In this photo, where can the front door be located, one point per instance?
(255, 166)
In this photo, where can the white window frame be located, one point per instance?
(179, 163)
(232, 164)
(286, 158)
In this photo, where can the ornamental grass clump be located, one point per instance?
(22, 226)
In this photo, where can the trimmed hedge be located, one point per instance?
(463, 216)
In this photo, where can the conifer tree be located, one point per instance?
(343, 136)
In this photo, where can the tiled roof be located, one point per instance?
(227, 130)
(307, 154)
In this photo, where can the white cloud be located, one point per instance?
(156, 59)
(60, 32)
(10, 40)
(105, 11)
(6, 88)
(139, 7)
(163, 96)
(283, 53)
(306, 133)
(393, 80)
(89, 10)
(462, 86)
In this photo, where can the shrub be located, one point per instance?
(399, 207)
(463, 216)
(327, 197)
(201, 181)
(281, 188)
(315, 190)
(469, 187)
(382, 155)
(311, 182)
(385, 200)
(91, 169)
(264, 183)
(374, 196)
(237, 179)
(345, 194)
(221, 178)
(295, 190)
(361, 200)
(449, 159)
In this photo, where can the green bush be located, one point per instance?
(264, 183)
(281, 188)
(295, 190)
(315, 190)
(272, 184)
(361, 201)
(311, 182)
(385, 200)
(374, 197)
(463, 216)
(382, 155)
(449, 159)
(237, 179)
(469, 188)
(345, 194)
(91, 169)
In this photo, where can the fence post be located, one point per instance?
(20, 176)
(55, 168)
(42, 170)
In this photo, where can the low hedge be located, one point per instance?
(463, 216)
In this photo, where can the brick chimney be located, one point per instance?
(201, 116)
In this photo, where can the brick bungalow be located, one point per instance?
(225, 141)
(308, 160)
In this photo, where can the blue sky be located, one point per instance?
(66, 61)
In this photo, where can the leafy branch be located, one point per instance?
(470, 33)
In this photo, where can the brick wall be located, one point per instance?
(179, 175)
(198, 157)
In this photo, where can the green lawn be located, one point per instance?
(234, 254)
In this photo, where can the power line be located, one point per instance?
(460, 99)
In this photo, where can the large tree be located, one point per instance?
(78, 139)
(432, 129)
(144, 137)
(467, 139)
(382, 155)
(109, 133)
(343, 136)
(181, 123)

* * *

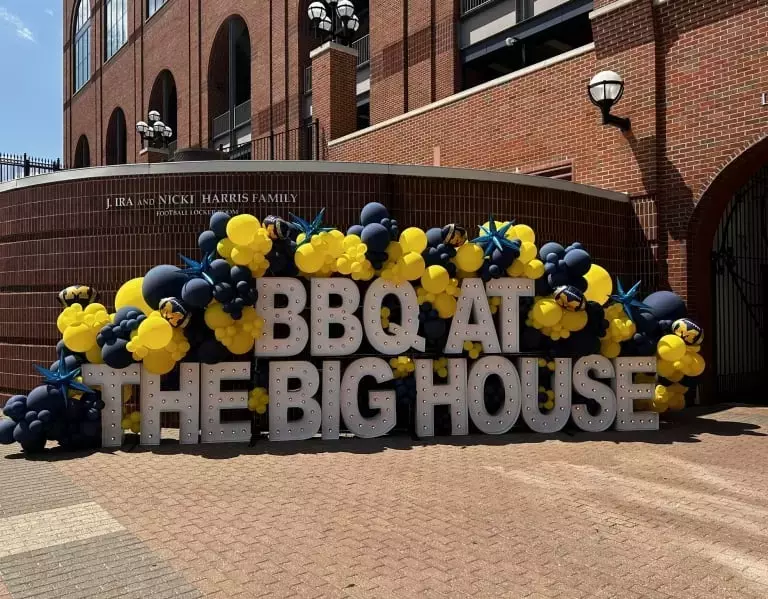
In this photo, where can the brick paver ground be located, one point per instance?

* * *

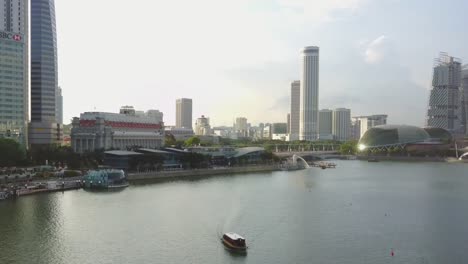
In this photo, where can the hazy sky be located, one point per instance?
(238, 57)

• GOAL:
Pull out every line above that contains the word "green" and copy each one in full.

• EXERCISE OUTPUT:
In this photo, where can the green bush be located, one point per instance?
In this photo, where can the green lawn be located, one point per instance?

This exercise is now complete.